| Your instructions |
Write out the entries below exactly, from the first line to the one with "bbox: tinsel decoration", both ends included.

[[ Material to process open ]]

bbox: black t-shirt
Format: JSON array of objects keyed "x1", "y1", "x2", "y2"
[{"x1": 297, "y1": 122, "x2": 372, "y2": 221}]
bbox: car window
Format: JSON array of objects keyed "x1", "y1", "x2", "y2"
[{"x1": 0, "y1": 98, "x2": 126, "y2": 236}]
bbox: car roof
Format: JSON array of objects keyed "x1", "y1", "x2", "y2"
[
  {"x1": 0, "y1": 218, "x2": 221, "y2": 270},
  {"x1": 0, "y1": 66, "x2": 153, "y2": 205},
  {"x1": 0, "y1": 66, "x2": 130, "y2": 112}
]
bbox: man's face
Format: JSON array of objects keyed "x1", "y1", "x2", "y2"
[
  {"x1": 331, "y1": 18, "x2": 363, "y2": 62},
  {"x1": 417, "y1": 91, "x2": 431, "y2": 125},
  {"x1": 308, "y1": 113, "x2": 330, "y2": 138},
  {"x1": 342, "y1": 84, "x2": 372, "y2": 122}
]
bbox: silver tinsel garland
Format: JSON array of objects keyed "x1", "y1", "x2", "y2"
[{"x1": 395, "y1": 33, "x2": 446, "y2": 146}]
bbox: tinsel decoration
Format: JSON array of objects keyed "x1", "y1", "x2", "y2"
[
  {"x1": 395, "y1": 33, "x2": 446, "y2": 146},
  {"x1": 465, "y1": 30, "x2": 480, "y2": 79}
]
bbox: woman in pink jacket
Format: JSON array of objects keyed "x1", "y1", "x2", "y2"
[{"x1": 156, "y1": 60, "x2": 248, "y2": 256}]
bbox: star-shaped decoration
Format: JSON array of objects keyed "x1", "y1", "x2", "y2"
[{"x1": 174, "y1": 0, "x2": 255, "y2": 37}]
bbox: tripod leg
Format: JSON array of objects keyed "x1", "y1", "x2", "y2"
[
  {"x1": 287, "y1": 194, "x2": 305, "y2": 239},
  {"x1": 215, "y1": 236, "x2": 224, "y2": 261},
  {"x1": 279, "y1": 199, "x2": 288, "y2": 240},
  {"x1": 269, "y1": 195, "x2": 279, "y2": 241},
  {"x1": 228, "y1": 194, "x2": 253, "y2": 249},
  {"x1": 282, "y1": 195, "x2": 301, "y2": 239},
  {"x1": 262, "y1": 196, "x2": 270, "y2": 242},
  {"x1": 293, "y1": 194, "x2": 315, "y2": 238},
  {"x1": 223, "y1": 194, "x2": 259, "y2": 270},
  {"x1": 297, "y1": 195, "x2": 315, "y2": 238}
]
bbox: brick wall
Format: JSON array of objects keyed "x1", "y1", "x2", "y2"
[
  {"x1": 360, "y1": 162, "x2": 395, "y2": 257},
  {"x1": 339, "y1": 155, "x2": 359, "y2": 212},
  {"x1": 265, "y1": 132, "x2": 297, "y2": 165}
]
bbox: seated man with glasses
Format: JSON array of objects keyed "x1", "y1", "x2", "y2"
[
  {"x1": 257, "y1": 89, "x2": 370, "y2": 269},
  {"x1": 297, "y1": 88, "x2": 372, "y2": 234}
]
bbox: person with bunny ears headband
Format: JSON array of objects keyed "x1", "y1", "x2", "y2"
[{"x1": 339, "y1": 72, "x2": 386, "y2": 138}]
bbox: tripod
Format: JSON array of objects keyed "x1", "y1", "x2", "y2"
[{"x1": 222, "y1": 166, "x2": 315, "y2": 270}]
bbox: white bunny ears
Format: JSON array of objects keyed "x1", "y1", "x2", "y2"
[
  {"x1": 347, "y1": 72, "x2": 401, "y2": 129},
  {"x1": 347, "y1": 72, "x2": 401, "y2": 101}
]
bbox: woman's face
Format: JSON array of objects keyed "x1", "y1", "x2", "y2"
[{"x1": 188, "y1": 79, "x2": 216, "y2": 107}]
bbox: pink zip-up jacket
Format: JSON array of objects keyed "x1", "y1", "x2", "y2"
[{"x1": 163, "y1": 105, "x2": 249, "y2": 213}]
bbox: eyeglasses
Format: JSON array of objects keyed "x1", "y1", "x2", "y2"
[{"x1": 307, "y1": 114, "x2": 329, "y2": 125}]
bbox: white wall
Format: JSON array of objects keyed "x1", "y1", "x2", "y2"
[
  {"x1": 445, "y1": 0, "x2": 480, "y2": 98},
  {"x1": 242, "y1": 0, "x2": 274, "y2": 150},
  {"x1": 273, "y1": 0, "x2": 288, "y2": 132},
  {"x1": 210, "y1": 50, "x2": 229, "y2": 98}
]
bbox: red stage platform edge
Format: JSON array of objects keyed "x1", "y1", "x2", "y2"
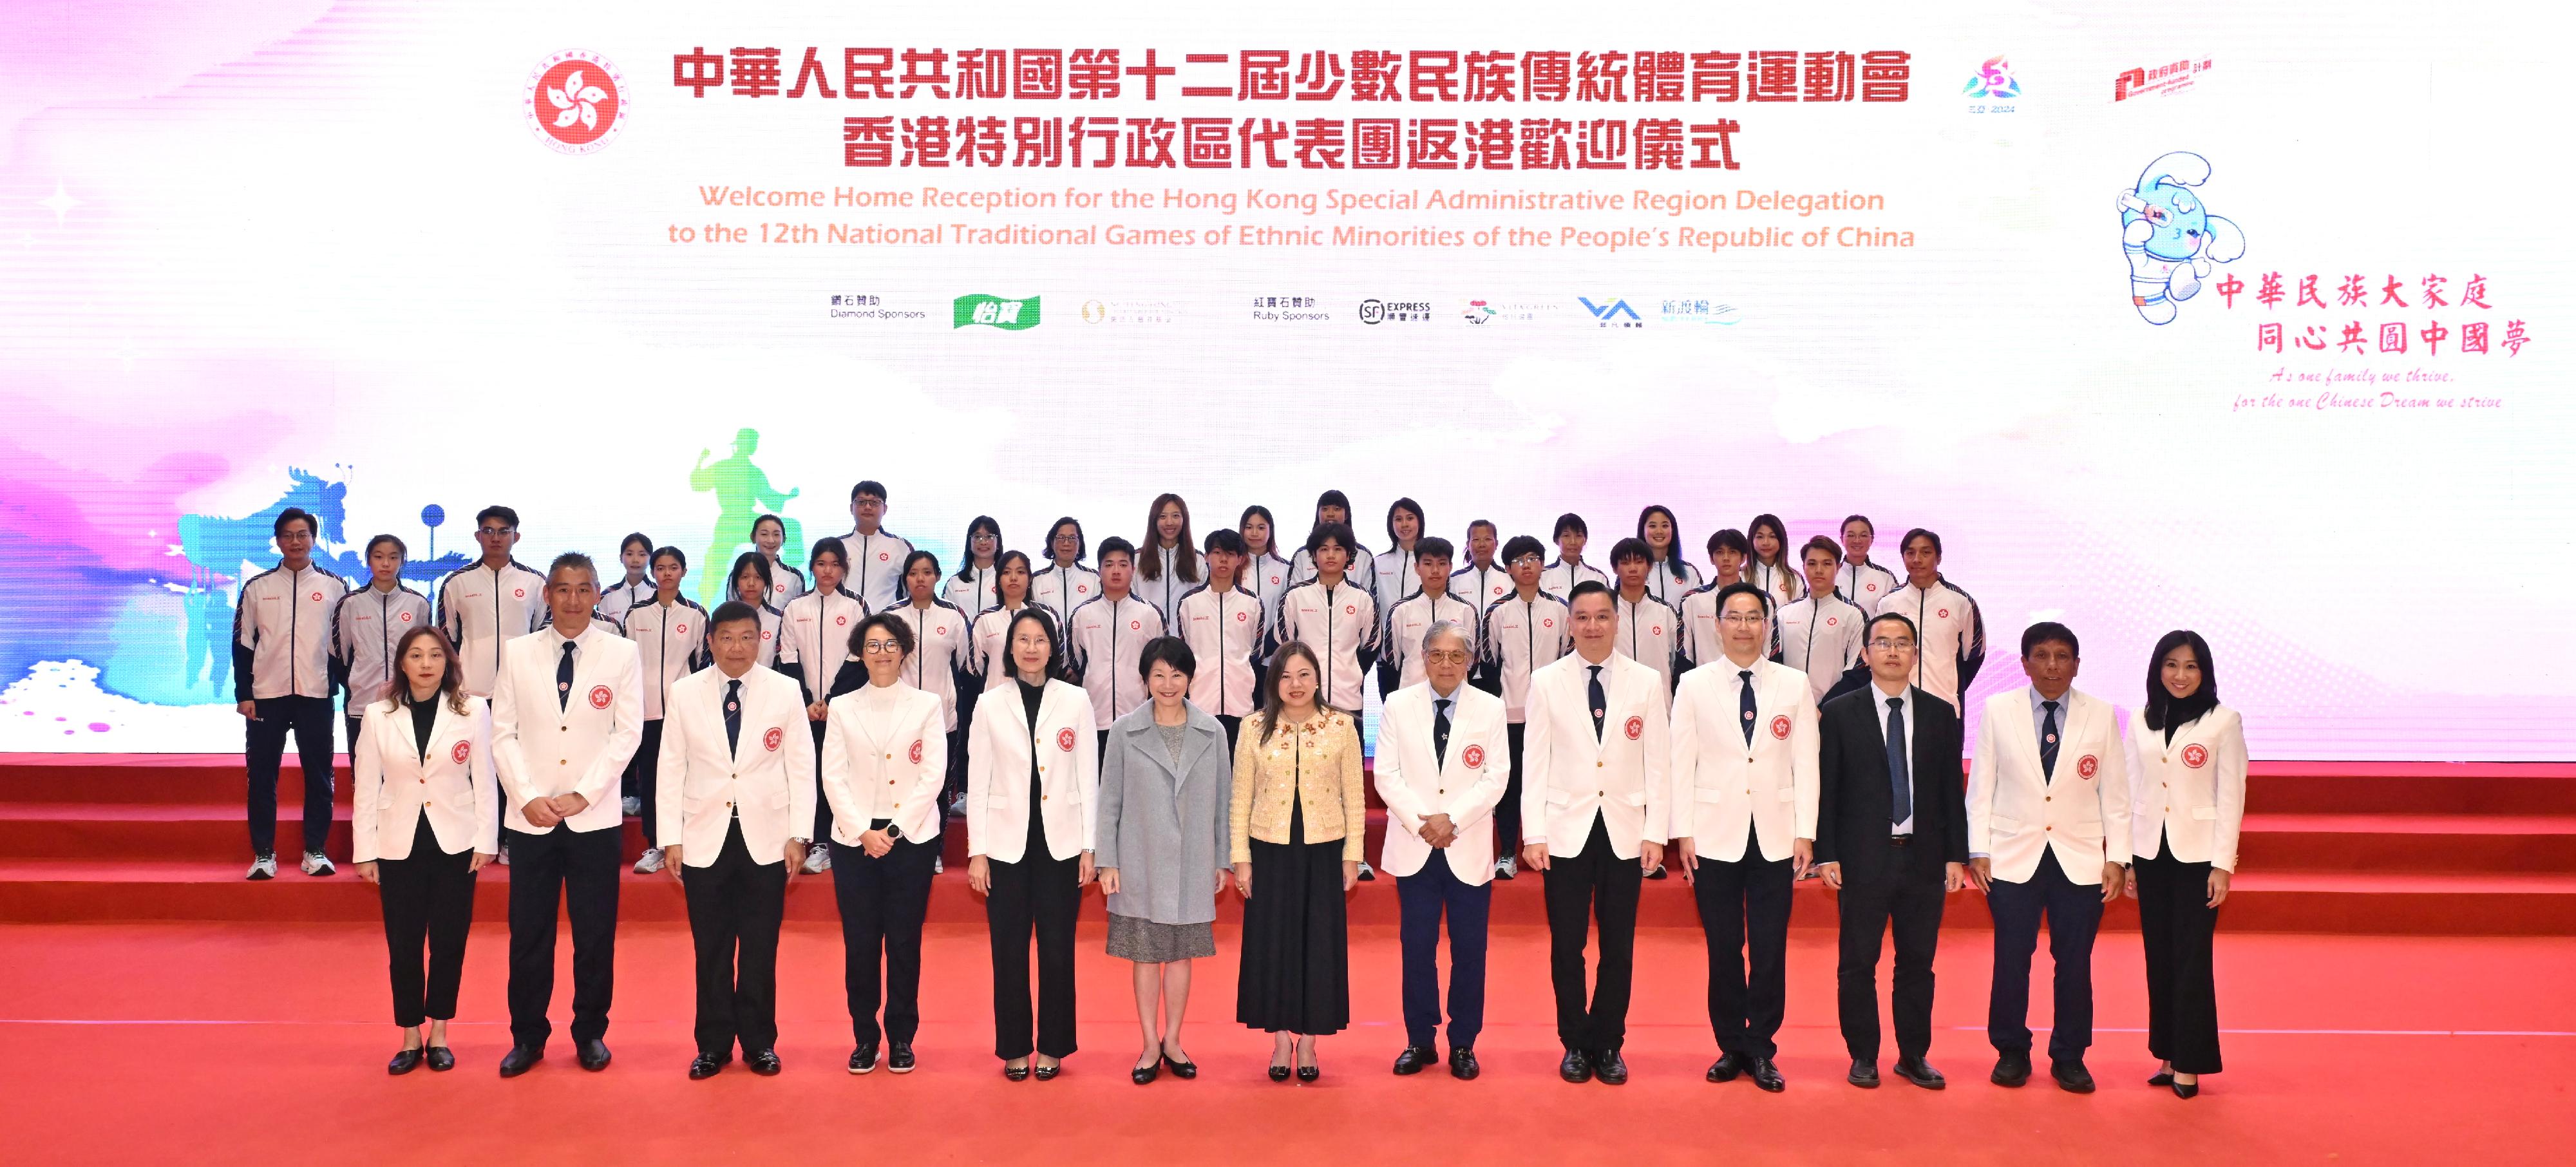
[{"x1": 1, "y1": 754, "x2": 2570, "y2": 932}]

[[ Material to process closed ]]

| Task response |
bbox: black t-shirt
Format: JSON array of objects keyed "x1", "y1", "x2", "y2"
[{"x1": 297, "y1": 122, "x2": 372, "y2": 221}]
bbox: car window
Format: JSON array of objects keyed "x1", "y1", "x2", "y2"
[{"x1": 0, "y1": 98, "x2": 126, "y2": 236}]
bbox: car roof
Format: JSON array of objects keyed "x1", "y1", "x2", "y2"
[
  {"x1": 0, "y1": 218, "x2": 221, "y2": 270},
  {"x1": 0, "y1": 66, "x2": 153, "y2": 205},
  {"x1": 0, "y1": 66, "x2": 130, "y2": 112}
]
bbox: man's face
Format: JSON array of objects keyed "x1", "y1", "x2", "y2"
[
  {"x1": 331, "y1": 18, "x2": 363, "y2": 62},
  {"x1": 417, "y1": 91, "x2": 431, "y2": 125},
  {"x1": 308, "y1": 113, "x2": 330, "y2": 138},
  {"x1": 342, "y1": 84, "x2": 372, "y2": 122}
]
bbox: silver tinsel garland
Format: JSON array of objects keyed "x1", "y1", "x2", "y2"
[{"x1": 395, "y1": 33, "x2": 446, "y2": 146}]
bbox: tinsel decoration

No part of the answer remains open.